### Kutipan Teks
3.      Haram. Yakni sabar terhadap hal-hal yang diharamkan, seperti orang yang sabar menahan diri dari makan dan minum hingga ia mati.
4.      Makruh. Seperti orang yang bersabar dari makan dan minum hingga menyebabkan sedikit kerusakan pada badannya.
5.      Mubah. Yaitu sabar dari setiap perbuatan yang tidak mengandung keburukan ketika ditinggalkan ataupun dilakukan.

            Imam An-Nawawi rahimahullah menjelaskan bahwa Allah subhanahu wa ta’ala memerintahkan untuk sabar dan memuji pelakunya sebagaimana yang difirmankan-Nya:
يَا أَيُّهَا الَّذِينَ آمَنُوا اصْبِرُوا وَصَابِرُوا وَرَابِطُوا وَاتَّقُوا اللَّهَ لَعَلَّكُمْ تُفْلِحُونَ (٢٠٠)
“Hai orang-orang yang beriman, bersabarlah kamu dan kuatkanlah kesabaranmu dan tetaplah bersiap siaga (di perbatasan negerimu) dan bertakwalah kepada Allah, supaya kamu beruntung.” (QS. Ali Imran: 200)

            Dalam ayat tersebut Allah memerintahkan kepada orang-orang Mukmin dengan segala kemuliaan iman mereka agar sabar dengan tiga bahkan empat macam perintah, yaitu; bersabarlah, dan kuatkanlah kesabaran, tetaplah bersikap siaga dan bertakwalah kepada Allah. Yaitu kesabaran dari kemaksiatan, menguatkan kesabaran dalam menjalankan ketaatan, tetap bersiap siaga dengan memperbanyak perbuatan baik, dan bertakwa yang mencakup seluruhnya.

### Latihan Singkat
Tuliskan ulang tanpa perubahan bagian dari "4.      Makruh. Seperti" sampai "ditinggalkan ataupun dilakukan." dalam kutipan tentang sabar di atas.

### Catatan data

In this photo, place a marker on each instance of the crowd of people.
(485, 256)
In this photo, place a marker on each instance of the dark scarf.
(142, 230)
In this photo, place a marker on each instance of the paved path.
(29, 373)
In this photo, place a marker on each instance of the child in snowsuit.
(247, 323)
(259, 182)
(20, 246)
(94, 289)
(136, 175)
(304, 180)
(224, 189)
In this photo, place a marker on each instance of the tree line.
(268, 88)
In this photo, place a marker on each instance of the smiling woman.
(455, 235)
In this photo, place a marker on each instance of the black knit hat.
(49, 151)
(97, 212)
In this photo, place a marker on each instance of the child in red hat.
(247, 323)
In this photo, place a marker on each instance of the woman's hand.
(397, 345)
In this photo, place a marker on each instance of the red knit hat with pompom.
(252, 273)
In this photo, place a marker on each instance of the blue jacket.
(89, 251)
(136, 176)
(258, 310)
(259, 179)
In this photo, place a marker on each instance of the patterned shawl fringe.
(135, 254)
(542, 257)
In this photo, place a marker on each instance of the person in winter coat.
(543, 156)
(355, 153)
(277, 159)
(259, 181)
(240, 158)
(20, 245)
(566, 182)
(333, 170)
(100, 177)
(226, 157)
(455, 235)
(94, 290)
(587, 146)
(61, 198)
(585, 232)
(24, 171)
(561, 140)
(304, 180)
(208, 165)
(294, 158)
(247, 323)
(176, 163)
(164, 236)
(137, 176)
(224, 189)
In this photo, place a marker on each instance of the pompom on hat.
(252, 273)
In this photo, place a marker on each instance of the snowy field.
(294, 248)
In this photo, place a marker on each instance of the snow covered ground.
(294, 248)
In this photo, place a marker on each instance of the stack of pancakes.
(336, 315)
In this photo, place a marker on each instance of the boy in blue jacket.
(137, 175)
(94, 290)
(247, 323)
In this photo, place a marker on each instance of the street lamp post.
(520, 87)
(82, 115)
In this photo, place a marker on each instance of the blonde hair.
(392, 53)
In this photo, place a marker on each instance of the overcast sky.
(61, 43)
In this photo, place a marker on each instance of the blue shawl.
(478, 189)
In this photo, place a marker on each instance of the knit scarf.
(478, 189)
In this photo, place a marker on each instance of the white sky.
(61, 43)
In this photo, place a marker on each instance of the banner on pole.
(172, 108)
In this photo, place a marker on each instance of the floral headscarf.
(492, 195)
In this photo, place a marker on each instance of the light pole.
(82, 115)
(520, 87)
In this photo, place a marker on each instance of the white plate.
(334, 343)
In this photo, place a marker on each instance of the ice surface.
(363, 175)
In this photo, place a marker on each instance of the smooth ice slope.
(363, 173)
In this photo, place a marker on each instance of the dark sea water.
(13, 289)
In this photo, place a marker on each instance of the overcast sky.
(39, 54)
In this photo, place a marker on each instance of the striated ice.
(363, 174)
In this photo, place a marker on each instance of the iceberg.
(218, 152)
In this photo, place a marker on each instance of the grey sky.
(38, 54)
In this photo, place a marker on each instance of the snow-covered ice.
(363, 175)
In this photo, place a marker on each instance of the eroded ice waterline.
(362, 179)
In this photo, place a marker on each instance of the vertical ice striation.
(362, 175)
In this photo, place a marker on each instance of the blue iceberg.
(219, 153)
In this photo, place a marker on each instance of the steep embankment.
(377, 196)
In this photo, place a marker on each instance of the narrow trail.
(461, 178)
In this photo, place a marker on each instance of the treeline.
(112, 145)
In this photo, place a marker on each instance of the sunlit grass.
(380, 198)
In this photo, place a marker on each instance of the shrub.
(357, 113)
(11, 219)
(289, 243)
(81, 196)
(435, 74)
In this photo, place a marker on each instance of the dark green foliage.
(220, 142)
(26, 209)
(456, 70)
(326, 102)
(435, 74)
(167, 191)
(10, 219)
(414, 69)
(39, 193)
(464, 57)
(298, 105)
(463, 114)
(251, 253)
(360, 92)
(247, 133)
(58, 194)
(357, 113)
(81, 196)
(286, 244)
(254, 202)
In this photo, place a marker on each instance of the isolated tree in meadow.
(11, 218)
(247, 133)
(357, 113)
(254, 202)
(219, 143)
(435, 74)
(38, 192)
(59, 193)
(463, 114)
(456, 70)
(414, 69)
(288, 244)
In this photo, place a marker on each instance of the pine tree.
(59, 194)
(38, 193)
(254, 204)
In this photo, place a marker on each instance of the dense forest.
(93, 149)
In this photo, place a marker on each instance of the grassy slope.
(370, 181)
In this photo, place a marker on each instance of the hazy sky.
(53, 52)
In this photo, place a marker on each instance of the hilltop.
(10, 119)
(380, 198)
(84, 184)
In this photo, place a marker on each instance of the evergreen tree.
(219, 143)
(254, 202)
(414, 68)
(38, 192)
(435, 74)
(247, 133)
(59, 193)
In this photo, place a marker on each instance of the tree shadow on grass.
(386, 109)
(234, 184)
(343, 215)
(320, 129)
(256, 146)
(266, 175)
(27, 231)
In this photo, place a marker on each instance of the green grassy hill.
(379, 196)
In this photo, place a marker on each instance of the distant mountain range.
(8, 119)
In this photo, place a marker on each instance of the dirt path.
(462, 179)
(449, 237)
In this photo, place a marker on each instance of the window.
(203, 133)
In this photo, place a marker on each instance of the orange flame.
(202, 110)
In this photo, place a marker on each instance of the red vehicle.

### Jawaban Latihan
4.      Makruh. Seperti orang yang bersabar dari makan dan minum hingga menyebabkan sedikit kerusakan pada badannya.
5.      Mubah. Yaitu sabar dari setiap perbuatan yang tidak mengandung keburukan ketika ditinggalkan ataupun dilakukan.